(WHAT IS BEING ASKED) Rewrite the material from the line containing "If you could mark the crumpled" through the end, swapping "crumpled hood" for "dented hood" and leaving the rest as it is.

(DATA LINES)

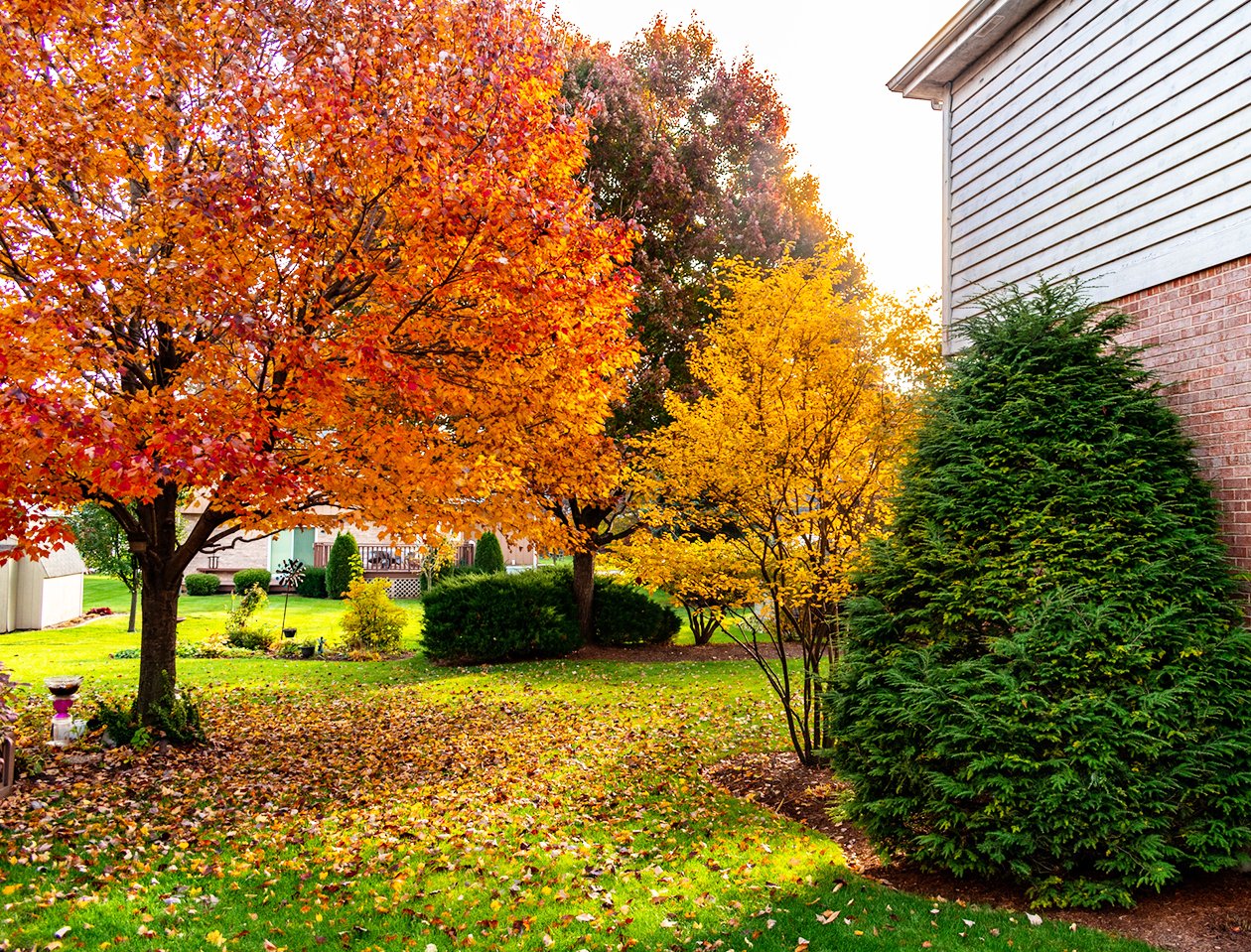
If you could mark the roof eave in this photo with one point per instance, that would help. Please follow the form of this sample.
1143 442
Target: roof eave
978 25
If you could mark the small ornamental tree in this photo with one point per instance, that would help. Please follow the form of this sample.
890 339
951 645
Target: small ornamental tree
488 557
340 570
787 457
1044 674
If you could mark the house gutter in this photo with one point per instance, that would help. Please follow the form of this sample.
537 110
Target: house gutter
978 25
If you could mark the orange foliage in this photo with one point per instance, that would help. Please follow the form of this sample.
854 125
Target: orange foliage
278 255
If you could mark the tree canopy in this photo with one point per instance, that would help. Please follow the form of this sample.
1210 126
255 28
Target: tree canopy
278 256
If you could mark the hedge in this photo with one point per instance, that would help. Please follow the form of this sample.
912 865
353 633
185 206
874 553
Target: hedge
202 583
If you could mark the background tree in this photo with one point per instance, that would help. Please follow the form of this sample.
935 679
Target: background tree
280 258
488 557
1044 673
785 458
691 149
105 549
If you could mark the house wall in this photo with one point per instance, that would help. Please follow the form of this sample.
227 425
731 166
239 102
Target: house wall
1198 333
246 552
1105 139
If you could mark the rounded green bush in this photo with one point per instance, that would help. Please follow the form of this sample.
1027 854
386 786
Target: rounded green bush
626 615
498 616
488 557
313 585
249 577
202 583
1044 673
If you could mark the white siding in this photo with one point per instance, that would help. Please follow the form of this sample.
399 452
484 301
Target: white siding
1103 139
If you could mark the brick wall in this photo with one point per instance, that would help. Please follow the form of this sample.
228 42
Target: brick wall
1198 333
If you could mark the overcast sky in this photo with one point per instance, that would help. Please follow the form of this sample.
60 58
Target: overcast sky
877 154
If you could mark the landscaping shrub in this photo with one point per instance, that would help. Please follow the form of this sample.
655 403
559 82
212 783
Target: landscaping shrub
1044 674
177 720
341 566
626 615
371 621
313 585
499 616
202 585
488 557
249 577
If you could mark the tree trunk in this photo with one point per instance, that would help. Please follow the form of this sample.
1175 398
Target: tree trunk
585 593
134 605
159 640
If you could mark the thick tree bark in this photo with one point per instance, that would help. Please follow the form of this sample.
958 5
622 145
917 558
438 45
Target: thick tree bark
585 592
134 605
158 642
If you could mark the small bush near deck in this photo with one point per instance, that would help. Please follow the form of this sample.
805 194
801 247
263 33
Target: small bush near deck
341 566
1044 674
313 585
626 616
498 616
488 557
249 577
202 585
371 621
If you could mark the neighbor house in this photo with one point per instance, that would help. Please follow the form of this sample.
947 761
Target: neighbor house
379 557
1111 140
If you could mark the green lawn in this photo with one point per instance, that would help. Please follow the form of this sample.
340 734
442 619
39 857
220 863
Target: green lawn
395 804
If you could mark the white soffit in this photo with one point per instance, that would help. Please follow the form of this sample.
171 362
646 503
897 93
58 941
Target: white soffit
956 47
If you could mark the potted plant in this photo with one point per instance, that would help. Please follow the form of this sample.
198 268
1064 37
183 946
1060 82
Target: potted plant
289 575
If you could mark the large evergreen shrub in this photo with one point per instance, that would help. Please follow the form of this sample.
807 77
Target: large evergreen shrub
202 583
249 577
340 564
498 616
488 557
1044 674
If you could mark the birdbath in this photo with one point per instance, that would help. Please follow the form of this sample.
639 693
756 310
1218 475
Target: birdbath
63 691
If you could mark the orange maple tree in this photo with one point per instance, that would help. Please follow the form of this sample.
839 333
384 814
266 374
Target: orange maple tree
277 256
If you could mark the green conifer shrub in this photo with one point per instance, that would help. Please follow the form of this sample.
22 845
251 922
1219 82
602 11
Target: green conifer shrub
1044 674
626 615
340 564
488 557
313 585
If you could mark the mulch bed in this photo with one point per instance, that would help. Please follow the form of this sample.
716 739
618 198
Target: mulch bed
1207 913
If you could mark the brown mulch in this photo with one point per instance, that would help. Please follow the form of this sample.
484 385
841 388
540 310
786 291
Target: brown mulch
1206 913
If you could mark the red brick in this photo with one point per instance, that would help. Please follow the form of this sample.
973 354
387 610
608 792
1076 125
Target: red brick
1197 332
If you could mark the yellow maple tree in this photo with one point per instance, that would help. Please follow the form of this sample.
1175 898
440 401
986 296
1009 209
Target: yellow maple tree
784 462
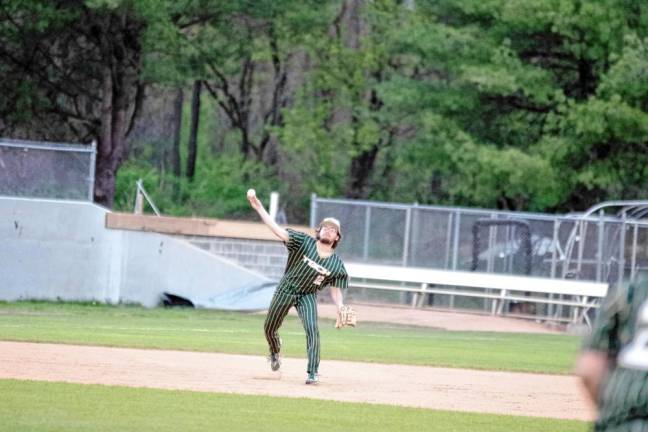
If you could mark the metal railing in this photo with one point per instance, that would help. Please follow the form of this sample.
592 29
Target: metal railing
592 246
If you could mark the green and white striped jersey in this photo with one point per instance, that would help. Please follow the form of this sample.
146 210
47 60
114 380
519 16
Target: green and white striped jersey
621 330
306 271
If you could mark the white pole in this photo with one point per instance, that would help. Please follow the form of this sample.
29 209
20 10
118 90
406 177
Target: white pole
274 204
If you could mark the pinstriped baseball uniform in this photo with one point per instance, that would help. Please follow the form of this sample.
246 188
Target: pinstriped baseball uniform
306 273
619 331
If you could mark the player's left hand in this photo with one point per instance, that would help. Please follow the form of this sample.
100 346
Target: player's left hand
347 317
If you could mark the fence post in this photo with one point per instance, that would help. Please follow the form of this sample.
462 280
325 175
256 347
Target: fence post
93 161
367 232
313 210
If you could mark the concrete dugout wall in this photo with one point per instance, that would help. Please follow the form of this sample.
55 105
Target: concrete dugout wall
52 249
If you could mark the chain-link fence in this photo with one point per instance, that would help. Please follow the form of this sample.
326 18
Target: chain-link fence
600 247
47 170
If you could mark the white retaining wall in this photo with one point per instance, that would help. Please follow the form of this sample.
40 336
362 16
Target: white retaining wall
55 249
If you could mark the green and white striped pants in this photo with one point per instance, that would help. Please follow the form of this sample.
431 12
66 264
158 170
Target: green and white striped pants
306 305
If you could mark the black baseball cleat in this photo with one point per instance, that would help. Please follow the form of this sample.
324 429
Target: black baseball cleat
275 361
312 379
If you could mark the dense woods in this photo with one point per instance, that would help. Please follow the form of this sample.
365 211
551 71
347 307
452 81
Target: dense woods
507 104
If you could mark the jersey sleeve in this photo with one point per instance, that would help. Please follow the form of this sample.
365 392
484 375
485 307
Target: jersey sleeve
340 279
295 239
605 332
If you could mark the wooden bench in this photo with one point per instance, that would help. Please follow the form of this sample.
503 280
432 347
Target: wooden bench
500 288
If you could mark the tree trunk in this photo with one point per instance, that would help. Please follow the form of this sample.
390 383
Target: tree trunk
193 132
177 127
361 168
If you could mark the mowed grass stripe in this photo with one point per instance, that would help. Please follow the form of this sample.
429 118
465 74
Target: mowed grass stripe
30 406
239 333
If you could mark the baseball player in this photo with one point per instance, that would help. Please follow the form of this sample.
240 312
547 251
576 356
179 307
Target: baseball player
312 265
614 363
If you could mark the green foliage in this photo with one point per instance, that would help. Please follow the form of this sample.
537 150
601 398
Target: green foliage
528 105
218 189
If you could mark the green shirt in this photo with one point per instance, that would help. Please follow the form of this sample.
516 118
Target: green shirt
623 400
306 271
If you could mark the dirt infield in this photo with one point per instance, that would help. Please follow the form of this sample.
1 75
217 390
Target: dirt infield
438 388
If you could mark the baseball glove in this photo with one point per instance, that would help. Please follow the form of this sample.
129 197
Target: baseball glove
347 317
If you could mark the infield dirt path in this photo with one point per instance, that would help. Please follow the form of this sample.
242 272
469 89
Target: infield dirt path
438 388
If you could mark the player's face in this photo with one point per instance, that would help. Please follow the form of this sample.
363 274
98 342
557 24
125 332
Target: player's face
328 234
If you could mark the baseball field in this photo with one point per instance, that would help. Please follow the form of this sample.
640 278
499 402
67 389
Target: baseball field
93 367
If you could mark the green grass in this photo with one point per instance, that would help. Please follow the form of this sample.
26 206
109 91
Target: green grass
229 332
29 406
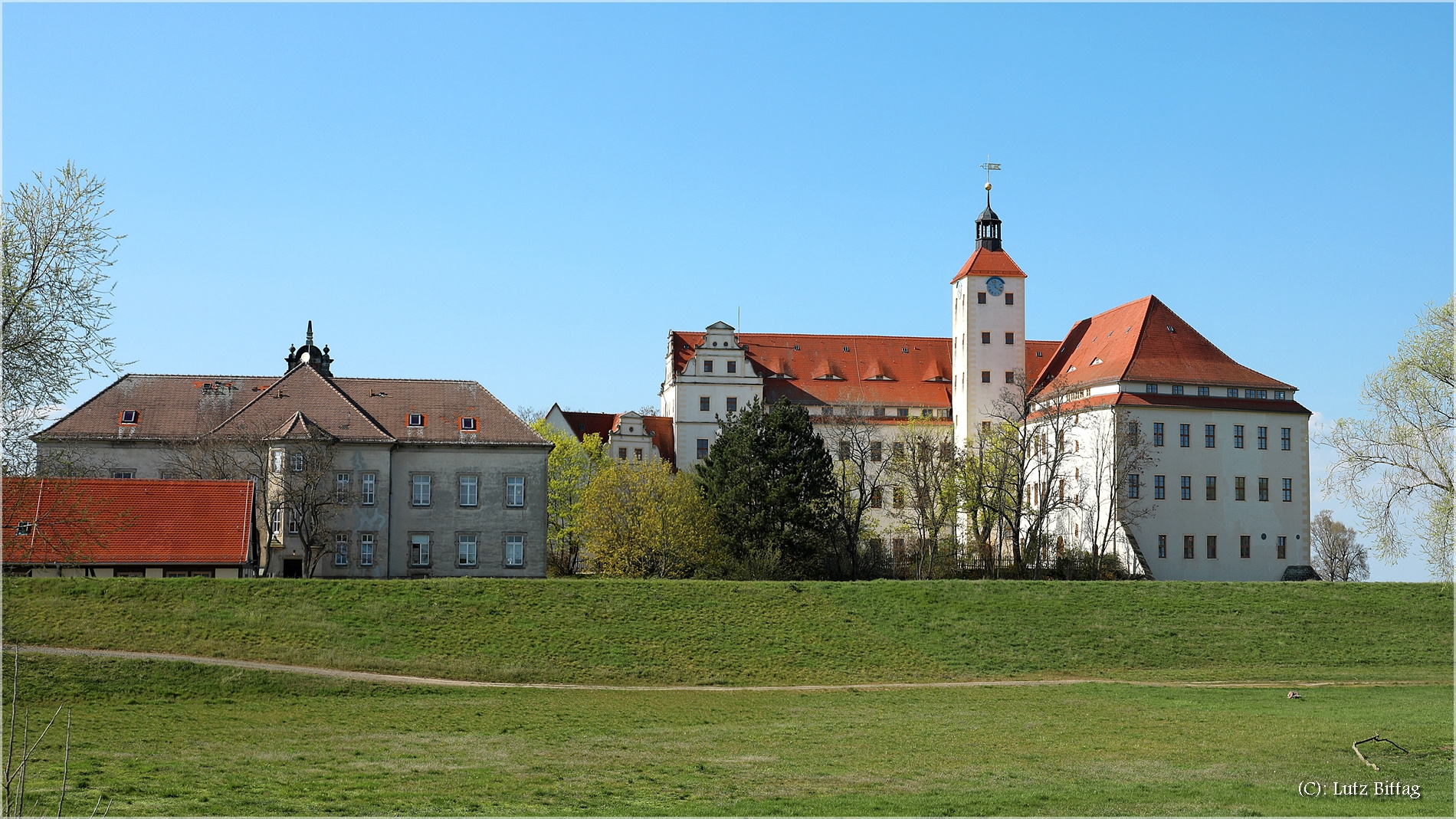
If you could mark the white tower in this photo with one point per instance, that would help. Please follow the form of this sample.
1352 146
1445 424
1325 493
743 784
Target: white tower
988 328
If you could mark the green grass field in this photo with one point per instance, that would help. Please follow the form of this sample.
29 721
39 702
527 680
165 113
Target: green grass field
181 739
684 632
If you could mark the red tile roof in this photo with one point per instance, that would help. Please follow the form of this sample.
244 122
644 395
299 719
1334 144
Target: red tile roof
815 370
989 264
181 408
1145 341
114 521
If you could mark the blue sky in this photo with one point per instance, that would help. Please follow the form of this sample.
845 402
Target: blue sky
532 197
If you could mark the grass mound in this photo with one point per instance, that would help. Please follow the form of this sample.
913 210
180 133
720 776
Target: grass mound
684 632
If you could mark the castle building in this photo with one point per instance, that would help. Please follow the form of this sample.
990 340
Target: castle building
1182 461
420 477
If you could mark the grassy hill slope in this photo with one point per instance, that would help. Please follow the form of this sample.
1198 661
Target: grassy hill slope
680 632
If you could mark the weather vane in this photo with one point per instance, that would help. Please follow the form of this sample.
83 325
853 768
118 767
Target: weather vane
989 168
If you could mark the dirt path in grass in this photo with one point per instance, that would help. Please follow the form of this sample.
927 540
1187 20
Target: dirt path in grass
407 680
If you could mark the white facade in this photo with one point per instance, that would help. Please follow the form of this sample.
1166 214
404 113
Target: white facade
988 345
715 382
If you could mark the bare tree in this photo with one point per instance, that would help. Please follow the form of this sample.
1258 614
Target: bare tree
1336 552
861 451
1395 464
56 300
925 463
1111 496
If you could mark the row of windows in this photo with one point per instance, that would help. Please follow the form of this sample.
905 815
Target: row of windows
1210 488
1228 391
1212 545
467 553
421 489
1210 435
733 365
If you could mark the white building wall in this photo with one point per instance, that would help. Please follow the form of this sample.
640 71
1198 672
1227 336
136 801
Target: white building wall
684 393
975 401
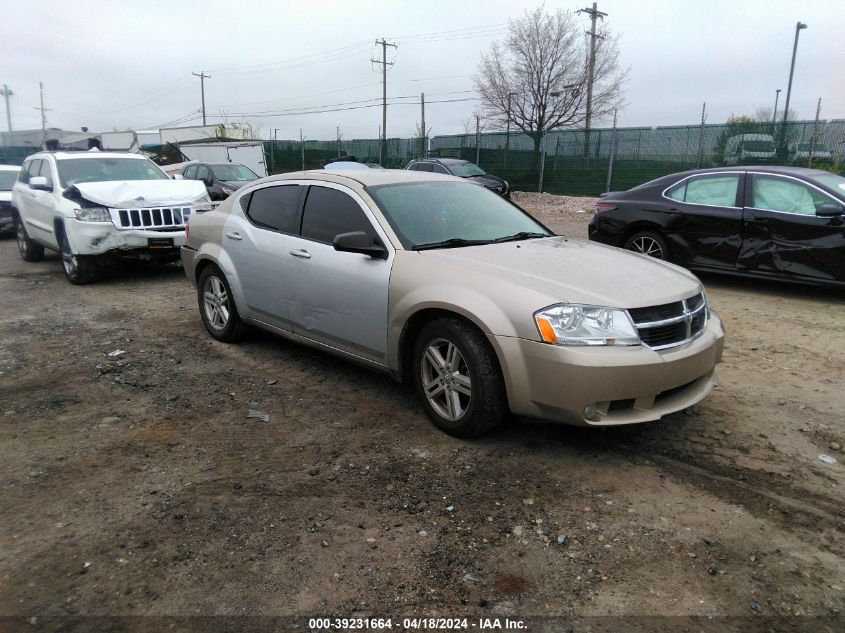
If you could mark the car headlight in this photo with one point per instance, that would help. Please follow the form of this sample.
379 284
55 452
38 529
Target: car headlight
93 214
572 324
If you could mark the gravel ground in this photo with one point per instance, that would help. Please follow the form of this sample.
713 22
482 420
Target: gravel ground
133 483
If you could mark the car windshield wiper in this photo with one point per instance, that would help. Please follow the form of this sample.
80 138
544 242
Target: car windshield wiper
522 235
455 242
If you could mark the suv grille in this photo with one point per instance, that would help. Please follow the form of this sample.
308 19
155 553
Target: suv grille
160 219
670 324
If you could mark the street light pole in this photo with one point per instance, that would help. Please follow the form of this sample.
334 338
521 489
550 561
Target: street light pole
798 27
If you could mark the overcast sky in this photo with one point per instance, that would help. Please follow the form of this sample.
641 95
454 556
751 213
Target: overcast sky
127 65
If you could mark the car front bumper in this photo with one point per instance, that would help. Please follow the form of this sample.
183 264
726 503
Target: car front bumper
99 238
626 385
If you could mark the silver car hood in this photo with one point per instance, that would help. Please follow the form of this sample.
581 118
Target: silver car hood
136 194
575 271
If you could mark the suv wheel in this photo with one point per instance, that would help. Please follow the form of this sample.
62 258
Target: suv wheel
30 251
217 306
458 380
79 269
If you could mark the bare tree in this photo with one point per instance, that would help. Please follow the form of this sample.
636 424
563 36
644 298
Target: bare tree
537 78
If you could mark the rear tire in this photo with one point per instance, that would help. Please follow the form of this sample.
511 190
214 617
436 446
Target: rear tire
648 243
458 379
217 306
79 269
30 251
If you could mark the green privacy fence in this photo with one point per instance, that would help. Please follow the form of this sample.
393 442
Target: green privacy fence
575 162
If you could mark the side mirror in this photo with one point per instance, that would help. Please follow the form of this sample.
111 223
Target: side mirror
359 242
825 211
40 183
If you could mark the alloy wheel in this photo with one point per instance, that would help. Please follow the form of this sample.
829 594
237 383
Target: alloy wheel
446 380
215 303
647 246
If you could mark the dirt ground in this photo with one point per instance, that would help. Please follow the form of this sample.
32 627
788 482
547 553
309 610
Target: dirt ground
134 484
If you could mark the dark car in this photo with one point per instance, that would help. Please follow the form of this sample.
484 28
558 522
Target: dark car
463 169
775 222
221 179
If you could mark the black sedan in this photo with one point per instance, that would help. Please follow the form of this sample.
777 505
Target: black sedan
462 169
775 222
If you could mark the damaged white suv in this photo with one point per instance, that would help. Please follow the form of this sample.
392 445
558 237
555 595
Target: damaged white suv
97 207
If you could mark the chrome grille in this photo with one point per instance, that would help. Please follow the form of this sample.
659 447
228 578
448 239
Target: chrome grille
156 219
670 324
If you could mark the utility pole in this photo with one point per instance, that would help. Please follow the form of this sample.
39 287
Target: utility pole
8 93
594 14
508 131
202 77
384 64
43 116
700 133
798 27
775 112
477 138
815 132
423 143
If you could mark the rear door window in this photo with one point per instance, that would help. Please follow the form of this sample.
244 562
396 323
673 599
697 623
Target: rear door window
329 212
773 193
275 207
718 190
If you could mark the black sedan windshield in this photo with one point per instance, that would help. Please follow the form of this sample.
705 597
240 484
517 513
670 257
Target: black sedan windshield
450 214
465 170
76 170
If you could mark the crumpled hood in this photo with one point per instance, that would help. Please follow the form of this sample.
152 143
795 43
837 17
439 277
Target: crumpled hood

(OUTPUT FOR THIS EXERCISE)
If you could mark the dented hood in this photo with one point per instance, that would help. Please follow the form of this sample.
152 143
795 43
837 17
439 277
Target: dented hood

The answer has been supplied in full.